Trecho fornecido:
★ ★ ★ ★ ★ ★ ★

Cachoeira de nome desconhecido
Saindo da via principal, adentramos a mata, ainda sobre as motocicletas, até um ponto em que ficou impossível continuarmos com elas. Camuflamo-las em uma quiçaça e descemos a pé pelo matagal, guiados unicamente pelo barulho de corredeiras. Localizamos, sem muito esforço, um pequeno tobogã d'água. Decididos a encontrar uma queda maior, seguimos o curso do riacho e, com a vegetação cada vez mais envolvente, fomos topando com diversas minúsculas cachoeiras. Uma gruta, em meio aos cipós, nos saltou aos olhos, e passada a mesma visualizamos uma garbosa queda de pelo menos dez metros. Vinte metros depois, um precipício e uma outra queda de 40 metros. Infelizmente não havia como descer, e tivemos que nos contentar com a vista parcial da cabeceira da cachoeira.
A neblina da Serra do Mar
Quando nos reunimos às nossas motocicletas, o tempo mudara e uma densa neblina, comum à serra do mar, envolvia o ambiente. Estávamos na parte mais elevada da estrada, a cerca de 1150m acima do nível do mar. Sem muita visibilidade, portanto, partimos. Mal pude notar um amontoado de grandes rochas, com talvez 6 metros de altura, na margem esquerda do km 26. Paramos para registrar o local e sentimos sede, visto que havíamos nos desidratado na pesada trilha para as cachoeiras. Encontramos água apenas no km 35, quando o Rio Pardo trilhava seu caminho rumo ao mar por debaixo de uma ponte. Água fresca e potável, com gosto de pedras, ao mísero preço de botas encharcadas devido a dois sucessivos escorregões, saciou minha necessidade de líquidos.

Rio Pardo

Rio Verde
Após o Rio Pardo, sempre mais do mesmo, o que não consistiu em motivo para reclamações. Cruzamos uma base da Petrobrás e topamos com alguns seres humanos, o que é bem raro por aqui. Vimos ainda uma corredeira-tobogã extensa no km 42 e o Rio Verde no km 46, escoando vagarosamente sob uma ponte de madeira. No km 66 trespassamos o Rio Claro, mas não nos demos ao trabalho de fotografá-lo por se encontrar já no fim da estrada, em uma área que começava a se mostrar urbanizada demais e, devido a isso, pouco interessante. A Estrada do Sol terminava, no km 75, entre os municípios de Caraguatatuba e São Sebastião. Com a noite começando a destronar a luz, decidimos pernoitar por ali mesmo, às margens da BR101. No outro dia se iniciaria a segunda parte da incursão.

★ ★ ★ ★ ★ ★ ★

Registros extraídos:

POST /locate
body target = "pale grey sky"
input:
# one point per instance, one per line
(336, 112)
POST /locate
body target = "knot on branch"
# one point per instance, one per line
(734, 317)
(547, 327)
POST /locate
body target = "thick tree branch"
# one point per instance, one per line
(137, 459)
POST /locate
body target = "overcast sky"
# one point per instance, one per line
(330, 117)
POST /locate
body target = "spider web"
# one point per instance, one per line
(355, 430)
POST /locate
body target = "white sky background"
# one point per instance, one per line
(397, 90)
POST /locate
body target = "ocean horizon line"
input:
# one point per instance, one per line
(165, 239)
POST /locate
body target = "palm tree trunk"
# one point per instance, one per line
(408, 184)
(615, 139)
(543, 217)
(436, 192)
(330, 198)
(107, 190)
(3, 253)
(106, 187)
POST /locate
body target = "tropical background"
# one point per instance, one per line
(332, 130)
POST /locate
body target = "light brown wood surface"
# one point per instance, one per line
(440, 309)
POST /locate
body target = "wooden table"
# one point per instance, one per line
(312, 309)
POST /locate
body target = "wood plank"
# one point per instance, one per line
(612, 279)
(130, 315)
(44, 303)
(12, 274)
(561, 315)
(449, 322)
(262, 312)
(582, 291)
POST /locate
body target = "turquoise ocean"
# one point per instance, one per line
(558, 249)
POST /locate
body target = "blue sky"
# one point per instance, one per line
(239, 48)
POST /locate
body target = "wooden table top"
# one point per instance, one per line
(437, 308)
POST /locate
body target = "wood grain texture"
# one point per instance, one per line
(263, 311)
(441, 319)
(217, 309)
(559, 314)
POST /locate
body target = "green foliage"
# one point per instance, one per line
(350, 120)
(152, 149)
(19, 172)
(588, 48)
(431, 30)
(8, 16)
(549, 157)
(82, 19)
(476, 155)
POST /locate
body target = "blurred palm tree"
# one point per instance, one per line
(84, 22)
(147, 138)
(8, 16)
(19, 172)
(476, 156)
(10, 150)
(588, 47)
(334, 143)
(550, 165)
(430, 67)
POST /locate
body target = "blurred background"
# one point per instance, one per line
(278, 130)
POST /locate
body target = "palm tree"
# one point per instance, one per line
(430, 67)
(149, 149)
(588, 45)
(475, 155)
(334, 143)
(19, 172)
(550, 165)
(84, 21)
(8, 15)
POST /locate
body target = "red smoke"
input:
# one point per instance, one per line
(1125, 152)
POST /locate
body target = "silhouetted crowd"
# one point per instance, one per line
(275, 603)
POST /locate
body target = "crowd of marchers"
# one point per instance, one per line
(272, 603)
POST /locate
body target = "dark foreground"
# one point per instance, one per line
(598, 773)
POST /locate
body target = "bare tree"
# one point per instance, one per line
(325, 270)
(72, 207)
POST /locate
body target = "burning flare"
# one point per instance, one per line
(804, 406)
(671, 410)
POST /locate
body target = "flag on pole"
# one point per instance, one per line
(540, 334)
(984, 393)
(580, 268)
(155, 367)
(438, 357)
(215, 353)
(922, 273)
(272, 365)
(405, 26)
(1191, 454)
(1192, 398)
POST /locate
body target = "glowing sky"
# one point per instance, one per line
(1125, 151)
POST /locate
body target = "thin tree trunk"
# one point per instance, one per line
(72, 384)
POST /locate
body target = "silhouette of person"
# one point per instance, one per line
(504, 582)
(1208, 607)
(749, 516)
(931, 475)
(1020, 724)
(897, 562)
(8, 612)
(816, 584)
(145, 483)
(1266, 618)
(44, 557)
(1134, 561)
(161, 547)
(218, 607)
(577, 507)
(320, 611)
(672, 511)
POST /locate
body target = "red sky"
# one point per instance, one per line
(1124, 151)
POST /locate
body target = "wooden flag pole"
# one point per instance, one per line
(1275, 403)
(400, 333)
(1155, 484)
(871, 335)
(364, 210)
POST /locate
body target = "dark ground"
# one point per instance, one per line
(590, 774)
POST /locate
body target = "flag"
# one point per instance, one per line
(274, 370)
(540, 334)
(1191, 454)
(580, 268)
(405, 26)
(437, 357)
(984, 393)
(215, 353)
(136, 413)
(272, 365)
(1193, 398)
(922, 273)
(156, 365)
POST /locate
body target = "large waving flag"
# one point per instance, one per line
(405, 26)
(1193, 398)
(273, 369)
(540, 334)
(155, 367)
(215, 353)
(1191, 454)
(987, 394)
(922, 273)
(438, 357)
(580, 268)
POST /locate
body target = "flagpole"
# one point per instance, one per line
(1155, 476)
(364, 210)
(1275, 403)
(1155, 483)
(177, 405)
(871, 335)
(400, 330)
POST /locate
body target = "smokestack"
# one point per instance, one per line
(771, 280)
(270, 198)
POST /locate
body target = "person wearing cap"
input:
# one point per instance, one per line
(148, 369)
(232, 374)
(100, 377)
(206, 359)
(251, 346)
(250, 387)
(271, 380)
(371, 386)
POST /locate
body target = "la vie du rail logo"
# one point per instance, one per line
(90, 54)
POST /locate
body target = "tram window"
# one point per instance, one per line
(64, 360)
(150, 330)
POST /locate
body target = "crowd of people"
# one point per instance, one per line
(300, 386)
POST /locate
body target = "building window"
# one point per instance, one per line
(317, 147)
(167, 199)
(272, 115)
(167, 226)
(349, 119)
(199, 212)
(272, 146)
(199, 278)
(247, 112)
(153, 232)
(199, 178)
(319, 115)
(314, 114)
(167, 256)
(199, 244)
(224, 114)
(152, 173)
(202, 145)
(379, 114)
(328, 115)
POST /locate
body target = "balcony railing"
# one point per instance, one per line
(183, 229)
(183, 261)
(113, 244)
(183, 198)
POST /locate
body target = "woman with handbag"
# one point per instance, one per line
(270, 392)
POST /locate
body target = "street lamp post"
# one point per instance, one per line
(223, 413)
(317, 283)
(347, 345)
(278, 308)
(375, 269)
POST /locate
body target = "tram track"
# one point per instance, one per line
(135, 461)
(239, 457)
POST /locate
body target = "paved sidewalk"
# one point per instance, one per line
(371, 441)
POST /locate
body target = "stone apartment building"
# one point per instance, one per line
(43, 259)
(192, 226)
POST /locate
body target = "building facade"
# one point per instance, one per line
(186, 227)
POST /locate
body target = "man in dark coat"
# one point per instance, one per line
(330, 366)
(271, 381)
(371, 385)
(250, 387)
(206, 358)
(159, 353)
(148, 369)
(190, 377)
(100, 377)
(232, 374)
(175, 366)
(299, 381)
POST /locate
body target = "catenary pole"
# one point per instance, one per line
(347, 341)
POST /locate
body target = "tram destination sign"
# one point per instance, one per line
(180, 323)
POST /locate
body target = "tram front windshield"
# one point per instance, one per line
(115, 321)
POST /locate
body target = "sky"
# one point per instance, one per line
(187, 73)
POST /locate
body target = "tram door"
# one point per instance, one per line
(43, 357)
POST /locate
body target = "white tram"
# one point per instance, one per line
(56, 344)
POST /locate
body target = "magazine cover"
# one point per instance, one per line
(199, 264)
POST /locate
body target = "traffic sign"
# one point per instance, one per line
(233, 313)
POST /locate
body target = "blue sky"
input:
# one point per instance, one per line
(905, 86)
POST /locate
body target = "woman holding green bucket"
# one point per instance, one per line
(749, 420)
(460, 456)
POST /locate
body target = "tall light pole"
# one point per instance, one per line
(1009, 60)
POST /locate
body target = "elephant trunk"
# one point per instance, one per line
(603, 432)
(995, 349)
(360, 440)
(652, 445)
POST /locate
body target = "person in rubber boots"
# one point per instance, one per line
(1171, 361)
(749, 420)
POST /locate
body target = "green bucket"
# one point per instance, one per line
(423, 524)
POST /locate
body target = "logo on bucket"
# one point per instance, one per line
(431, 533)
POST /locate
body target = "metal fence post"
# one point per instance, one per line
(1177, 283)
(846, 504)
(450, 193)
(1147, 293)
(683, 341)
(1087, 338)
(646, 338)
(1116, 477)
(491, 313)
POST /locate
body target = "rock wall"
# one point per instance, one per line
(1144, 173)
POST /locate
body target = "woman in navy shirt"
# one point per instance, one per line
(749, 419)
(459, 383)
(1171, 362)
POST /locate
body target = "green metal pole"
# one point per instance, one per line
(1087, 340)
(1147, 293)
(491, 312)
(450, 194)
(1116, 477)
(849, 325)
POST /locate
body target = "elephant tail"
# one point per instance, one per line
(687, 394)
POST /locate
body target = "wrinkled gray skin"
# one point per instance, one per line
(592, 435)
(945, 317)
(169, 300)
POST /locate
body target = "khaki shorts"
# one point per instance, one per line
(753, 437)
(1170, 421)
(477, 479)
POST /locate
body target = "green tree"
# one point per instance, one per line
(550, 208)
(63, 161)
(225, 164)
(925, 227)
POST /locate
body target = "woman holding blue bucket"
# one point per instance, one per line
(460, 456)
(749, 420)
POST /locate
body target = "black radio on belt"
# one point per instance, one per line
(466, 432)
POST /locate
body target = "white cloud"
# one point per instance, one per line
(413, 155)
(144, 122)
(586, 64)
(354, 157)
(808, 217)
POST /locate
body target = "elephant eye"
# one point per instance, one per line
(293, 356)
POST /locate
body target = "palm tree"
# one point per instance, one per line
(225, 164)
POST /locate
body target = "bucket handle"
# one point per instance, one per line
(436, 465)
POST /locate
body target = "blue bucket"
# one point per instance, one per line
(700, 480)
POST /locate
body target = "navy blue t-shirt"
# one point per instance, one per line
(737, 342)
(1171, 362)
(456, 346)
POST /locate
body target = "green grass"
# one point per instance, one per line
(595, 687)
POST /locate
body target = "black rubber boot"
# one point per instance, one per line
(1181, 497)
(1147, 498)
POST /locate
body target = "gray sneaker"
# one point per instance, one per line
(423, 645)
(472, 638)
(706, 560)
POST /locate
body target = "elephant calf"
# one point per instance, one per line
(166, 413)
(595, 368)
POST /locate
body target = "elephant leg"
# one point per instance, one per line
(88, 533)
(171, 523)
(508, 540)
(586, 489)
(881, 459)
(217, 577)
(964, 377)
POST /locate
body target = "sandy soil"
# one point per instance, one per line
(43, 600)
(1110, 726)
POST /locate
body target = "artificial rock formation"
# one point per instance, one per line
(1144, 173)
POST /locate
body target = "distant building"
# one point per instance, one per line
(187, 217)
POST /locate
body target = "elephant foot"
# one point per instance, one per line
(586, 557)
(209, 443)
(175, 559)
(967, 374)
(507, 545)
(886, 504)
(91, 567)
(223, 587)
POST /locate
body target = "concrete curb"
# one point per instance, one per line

★ ★ ★ ★ ★ ★ ★

Tarefa a realizar:
Reescreva todo o trecho do relato sobre a Estrada do Sol, desde "A neblina da" até "necessidade de líquidos.", substituindo "neblina" por "névoa".

Solução detalhada:
A névoa da Serra do Mar
Quando nos reunimos às nossas motocicletas, o tempo mudara e uma densa névoa, comum à serra do mar, envolvia o ambiente. Estávamos na parte mais elevada da estrada, a cerca de 1150m acima do nível do mar. Sem muita visibilidade, portanto, partimos. Mal pude notar um amontoado de grandes rochas, com talvez 6 metros de altura, na margem esquerda do km 26. Paramos para registrar o local e sentimos sede, visto que havíamos nos desidratado na pesada trilha para as cachoeiras. Encontramos água apenas no km 35, quando o Rio Pardo trilhava seu caminho rumo ao mar por debaixo de uma ponte. Água fresca e potável, com gosto de pedras, ao mísero preço de botas encharcadas devido a dois sucessivos escorregões, saciou minha necessidade de líquidos.